Geçinmeye gönlü olmak
Bir romantik ilişkinin ömrünü belirleyecek en kadersel soru bu olabilir: Geçinmeye gönlünüz var mı? Güçlü bir fiziksel çekimle, ortak zevklerle, benzer ailevi/kültürel geçmişle başlayan her ilişkinin başında, tarafların geçinmeye had safhada gönlü vardır. Hatta bu ilişki bir mucizeymiş ve ebediyen sürecekmiş gibi hissedilir. Ancak günün birinde görüş ayrılıkları ve karşılaşılan sorunlarla baş etme yöntemlerinde veya bazı ortamlardaki davranışlarda farklılıklar ortaya çıktığında mucizeye gölge düşer. Farklılığın ortaya çıkış ortamına, biçimine ve süresine göre coşkulu hislerin derecesi azalmaya başlar.
Kuşkusuz fiziksel çekim bir romantik ilişkiyi başlatan en önemli faktördür. Ancak çekimi bir adım ileriye götürüp tanımı "ilişki"ye çevirecek olan şeyler, benzerliklerdir. Benzerlikler var olduğu ve ağır bastığı sürece hiç sıkıntı çıkmaz. Ta ki bir gün bir vesileyle ilk farklılık dikkatleri çekene kadar... Benzerliklerin hazzı hala ağır basarken deneyimlenen birkaç farklılık başta sorun yaratmaz. Tarafların hala "geçinmeye gönlü vardır".

Veri Bölümü:
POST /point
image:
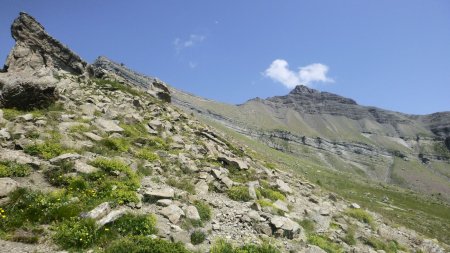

Yapılacak Alıştırmalar:
• a. Seçilmiş metne dayanarak aşağıdaki soruları yanıtlayın.
(i) İlişkinin başında bu ilişki nasıl hissedilir?
(ii) Romantik bir ilişkiyi başlatan en önemli faktör hangisidir?
(iii) Çekimi bir adım ileriye götürüp tanımı "ilişki"ye çevirecek olan şeyler nelerdir?
• b. Seçilmiş metnin "Geçinmeye gönlü olmak" ifadesinden başlayıp "derecesi azalmaya başlar." ifadesi de dahil olmak üzere olan kısmını hiçbir değişiklik yapmadan yeniden yazın.
• c. Seçilmiş metne göre her ilişki başlangıçta hangi unsurlarla başlar? Tümünü sıralayın.

Beklenen Yanıtlar:
• a.
(i) Bir mucizeymiş ve ebediyen sürecekmiş gibi hissedilir.
(ii) Fiziksel çekim.
(iii) Benzerlikler.

• b.
Geçinmeye gönlü olmak
Bir romantik ilişkinin ömrünü belirleyecek en kadersel soru bu olabilir: Geçinmeye gönlünüz var mı? Güçlü bir fiziksel çekimle, ortak zevklerle, benzer ailevi/kültürel geçmişle başlayan her ilişkinin başında, tarafların geçinmeye had safhada gönlü vardır. Hatta bu ilişki bir mucizeymiş ve ebediyen sürecekmiş gibi hissedilir. Ancak günün birinde görüş ayrılıkları ve karşılaşılan sorunlarla baş etme yöntemlerinde veya bazı ortamlardaki davranışlarda farklılıklar ortaya çıktığında mucizeye gölge düşer. Farklılığın ortaya çıkış ortamına, biçimine ve süresine göre coşkulu hislerin derecesi azalmaya başlar.

• c.
- Güçlü bir fiziksel çekim
- Ortak zevkler
- Benzer ailevi/kültürel geçmiş